### ASSIGNMENT
Could you restate all of the entries, word for word?

### GIVEN ENTRIES

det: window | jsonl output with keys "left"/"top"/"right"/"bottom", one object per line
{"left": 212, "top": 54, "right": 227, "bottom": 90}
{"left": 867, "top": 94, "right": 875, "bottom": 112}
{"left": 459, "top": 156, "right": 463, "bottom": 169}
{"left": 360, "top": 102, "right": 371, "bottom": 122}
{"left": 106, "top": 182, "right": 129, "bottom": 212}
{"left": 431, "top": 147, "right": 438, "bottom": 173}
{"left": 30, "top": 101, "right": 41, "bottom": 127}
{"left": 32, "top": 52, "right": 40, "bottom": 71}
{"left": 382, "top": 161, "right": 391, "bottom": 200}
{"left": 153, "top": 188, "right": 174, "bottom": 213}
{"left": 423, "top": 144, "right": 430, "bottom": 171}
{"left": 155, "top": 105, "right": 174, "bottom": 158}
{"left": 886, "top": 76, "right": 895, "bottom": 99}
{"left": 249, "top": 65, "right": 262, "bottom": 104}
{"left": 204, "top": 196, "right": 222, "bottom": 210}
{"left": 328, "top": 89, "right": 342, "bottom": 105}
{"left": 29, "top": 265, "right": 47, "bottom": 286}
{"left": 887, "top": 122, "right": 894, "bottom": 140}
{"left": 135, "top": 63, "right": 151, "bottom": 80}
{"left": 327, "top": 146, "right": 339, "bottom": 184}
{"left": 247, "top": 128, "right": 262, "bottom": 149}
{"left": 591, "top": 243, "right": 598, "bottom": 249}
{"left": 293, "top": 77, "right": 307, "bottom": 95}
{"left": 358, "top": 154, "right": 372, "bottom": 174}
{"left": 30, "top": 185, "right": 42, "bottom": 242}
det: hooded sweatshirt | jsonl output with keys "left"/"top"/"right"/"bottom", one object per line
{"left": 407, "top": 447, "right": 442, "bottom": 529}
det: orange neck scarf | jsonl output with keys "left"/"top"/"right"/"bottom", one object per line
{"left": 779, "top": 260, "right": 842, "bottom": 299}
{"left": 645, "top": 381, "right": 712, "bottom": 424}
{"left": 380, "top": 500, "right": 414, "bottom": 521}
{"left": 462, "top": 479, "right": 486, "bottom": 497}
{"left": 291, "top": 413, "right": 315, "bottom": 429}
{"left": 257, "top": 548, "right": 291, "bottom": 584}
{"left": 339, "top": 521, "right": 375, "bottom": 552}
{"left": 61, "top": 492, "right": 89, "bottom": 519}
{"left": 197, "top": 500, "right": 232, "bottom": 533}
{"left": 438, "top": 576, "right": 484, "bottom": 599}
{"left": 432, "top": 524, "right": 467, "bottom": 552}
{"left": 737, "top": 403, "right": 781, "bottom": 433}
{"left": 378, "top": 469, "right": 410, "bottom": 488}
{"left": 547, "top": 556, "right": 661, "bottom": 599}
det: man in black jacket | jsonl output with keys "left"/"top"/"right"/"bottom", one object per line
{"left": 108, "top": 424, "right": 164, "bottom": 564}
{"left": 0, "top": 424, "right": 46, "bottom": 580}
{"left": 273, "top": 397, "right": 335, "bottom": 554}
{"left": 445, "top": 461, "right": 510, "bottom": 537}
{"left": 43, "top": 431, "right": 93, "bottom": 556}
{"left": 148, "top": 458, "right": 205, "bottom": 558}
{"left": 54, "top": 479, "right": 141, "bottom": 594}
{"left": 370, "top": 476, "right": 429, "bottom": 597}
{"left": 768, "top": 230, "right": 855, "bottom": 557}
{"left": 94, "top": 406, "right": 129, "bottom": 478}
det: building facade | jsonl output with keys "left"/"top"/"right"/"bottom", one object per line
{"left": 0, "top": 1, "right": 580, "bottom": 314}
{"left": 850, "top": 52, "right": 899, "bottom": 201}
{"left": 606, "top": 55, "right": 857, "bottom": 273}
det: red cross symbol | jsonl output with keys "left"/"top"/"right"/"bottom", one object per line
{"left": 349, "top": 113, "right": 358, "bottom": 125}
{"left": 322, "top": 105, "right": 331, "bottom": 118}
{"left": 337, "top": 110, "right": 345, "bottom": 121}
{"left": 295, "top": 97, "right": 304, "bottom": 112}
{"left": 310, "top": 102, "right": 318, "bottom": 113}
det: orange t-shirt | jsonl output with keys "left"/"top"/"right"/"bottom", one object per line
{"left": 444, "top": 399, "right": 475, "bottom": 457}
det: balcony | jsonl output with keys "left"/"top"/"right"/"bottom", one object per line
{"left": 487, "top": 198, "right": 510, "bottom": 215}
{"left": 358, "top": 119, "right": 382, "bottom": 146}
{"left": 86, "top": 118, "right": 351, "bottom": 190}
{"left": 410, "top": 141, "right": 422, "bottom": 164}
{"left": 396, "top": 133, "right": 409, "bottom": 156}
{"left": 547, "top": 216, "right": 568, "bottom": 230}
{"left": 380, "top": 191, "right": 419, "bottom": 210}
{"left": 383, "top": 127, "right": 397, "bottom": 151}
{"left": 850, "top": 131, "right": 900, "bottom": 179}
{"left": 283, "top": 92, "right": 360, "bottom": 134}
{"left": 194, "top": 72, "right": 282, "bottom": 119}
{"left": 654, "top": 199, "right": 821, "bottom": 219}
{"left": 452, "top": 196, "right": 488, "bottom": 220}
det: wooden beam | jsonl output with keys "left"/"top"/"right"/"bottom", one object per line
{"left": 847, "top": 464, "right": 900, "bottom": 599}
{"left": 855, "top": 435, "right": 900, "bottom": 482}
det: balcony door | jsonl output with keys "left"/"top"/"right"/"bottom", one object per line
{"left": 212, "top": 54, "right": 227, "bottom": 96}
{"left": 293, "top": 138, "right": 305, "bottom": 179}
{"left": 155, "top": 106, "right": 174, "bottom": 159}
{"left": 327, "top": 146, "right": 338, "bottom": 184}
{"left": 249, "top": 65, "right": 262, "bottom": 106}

### YOUR RESPONSE
det: window | jsonl output with keys "left"/"top"/"right"/"bottom", one object per line
{"left": 212, "top": 54, "right": 227, "bottom": 90}
{"left": 867, "top": 94, "right": 875, "bottom": 112}
{"left": 459, "top": 156, "right": 463, "bottom": 169}
{"left": 360, "top": 102, "right": 371, "bottom": 122}
{"left": 106, "top": 182, "right": 129, "bottom": 212}
{"left": 431, "top": 147, "right": 438, "bottom": 173}
{"left": 30, "top": 101, "right": 41, "bottom": 127}
{"left": 32, "top": 52, "right": 40, "bottom": 71}
{"left": 382, "top": 161, "right": 391, "bottom": 200}
{"left": 153, "top": 188, "right": 174, "bottom": 213}
{"left": 423, "top": 144, "right": 430, "bottom": 171}
{"left": 155, "top": 105, "right": 174, "bottom": 158}
{"left": 886, "top": 76, "right": 895, "bottom": 99}
{"left": 249, "top": 65, "right": 262, "bottom": 104}
{"left": 204, "top": 196, "right": 222, "bottom": 210}
{"left": 328, "top": 89, "right": 342, "bottom": 105}
{"left": 29, "top": 265, "right": 47, "bottom": 286}
{"left": 887, "top": 122, "right": 894, "bottom": 140}
{"left": 135, "top": 63, "right": 151, "bottom": 80}
{"left": 327, "top": 146, "right": 339, "bottom": 184}
{"left": 247, "top": 128, "right": 262, "bottom": 149}
{"left": 591, "top": 243, "right": 598, "bottom": 249}
{"left": 293, "top": 77, "right": 307, "bottom": 95}
{"left": 358, "top": 154, "right": 372, "bottom": 174}
{"left": 30, "top": 185, "right": 42, "bottom": 242}
det: hooded sweatshirt | jsonl output with keys "left"/"top"/"right"/"bottom", one object per line
{"left": 407, "top": 447, "right": 442, "bottom": 529}
det: orange neck scarf | jsonl output with keys "left"/"top"/"right"/"bottom", one object per line
{"left": 779, "top": 260, "right": 842, "bottom": 299}
{"left": 645, "top": 381, "right": 712, "bottom": 424}
{"left": 380, "top": 500, "right": 414, "bottom": 521}
{"left": 462, "top": 479, "right": 486, "bottom": 497}
{"left": 291, "top": 413, "right": 315, "bottom": 429}
{"left": 257, "top": 548, "right": 291, "bottom": 584}
{"left": 339, "top": 521, "right": 375, "bottom": 552}
{"left": 61, "top": 492, "right": 89, "bottom": 519}
{"left": 197, "top": 500, "right": 232, "bottom": 533}
{"left": 438, "top": 576, "right": 484, "bottom": 599}
{"left": 432, "top": 524, "right": 467, "bottom": 552}
{"left": 737, "top": 403, "right": 781, "bottom": 433}
{"left": 378, "top": 469, "right": 410, "bottom": 488}
{"left": 547, "top": 556, "right": 661, "bottom": 599}
det: man in black jacket | jsonl output with keys "left"/"top"/"right"/"bottom", one object per line
{"left": 108, "top": 424, "right": 164, "bottom": 564}
{"left": 0, "top": 424, "right": 46, "bottom": 580}
{"left": 273, "top": 397, "right": 335, "bottom": 554}
{"left": 445, "top": 461, "right": 510, "bottom": 537}
{"left": 43, "top": 431, "right": 93, "bottom": 556}
{"left": 148, "top": 458, "right": 205, "bottom": 558}
{"left": 54, "top": 479, "right": 141, "bottom": 594}
{"left": 370, "top": 476, "right": 429, "bottom": 597}
{"left": 768, "top": 230, "right": 855, "bottom": 557}
{"left": 94, "top": 406, "right": 129, "bottom": 478}
det: building facade | jsonl output with keys "left"/"top"/"right"/"bottom", one object per line
{"left": 0, "top": 1, "right": 580, "bottom": 314}
{"left": 850, "top": 52, "right": 899, "bottom": 201}
{"left": 606, "top": 55, "right": 857, "bottom": 273}
det: red cross symbol | jsonl output with keys "left"/"top"/"right"/"bottom", one object per line
{"left": 349, "top": 113, "right": 358, "bottom": 125}
{"left": 322, "top": 105, "right": 331, "bottom": 118}
{"left": 337, "top": 110, "right": 345, "bottom": 121}
{"left": 295, "top": 97, "right": 304, "bottom": 112}
{"left": 310, "top": 102, "right": 318, "bottom": 113}
det: orange t-shirt | jsonl output with keys "left"/"top"/"right"/"bottom", one object per line
{"left": 444, "top": 399, "right": 475, "bottom": 457}
det: balcony | jsonl output with keys "left"/"top"/"right"/"bottom", one object per line
{"left": 487, "top": 198, "right": 510, "bottom": 215}
{"left": 358, "top": 119, "right": 382, "bottom": 146}
{"left": 86, "top": 118, "right": 351, "bottom": 190}
{"left": 410, "top": 141, "right": 422, "bottom": 164}
{"left": 396, "top": 133, "right": 409, "bottom": 156}
{"left": 547, "top": 216, "right": 568, "bottom": 230}
{"left": 380, "top": 191, "right": 419, "bottom": 210}
{"left": 383, "top": 127, "right": 397, "bottom": 151}
{"left": 850, "top": 131, "right": 900, "bottom": 179}
{"left": 283, "top": 92, "right": 360, "bottom": 134}
{"left": 194, "top": 72, "right": 282, "bottom": 119}
{"left": 654, "top": 199, "right": 821, "bottom": 219}
{"left": 452, "top": 196, "right": 488, "bottom": 220}
det: wooden beam | jsonl output with keys "left"/"top"/"right"/"bottom", one object per line
{"left": 847, "top": 464, "right": 900, "bottom": 599}
{"left": 855, "top": 435, "right": 900, "bottom": 482}
det: balcony door | jsonl output with keys "left"/"top"/"right"/"bottom", one object per line
{"left": 212, "top": 54, "right": 227, "bottom": 96}
{"left": 293, "top": 138, "right": 305, "bottom": 179}
{"left": 155, "top": 106, "right": 174, "bottom": 159}
{"left": 327, "top": 146, "right": 338, "bottom": 184}
{"left": 249, "top": 65, "right": 262, "bottom": 106}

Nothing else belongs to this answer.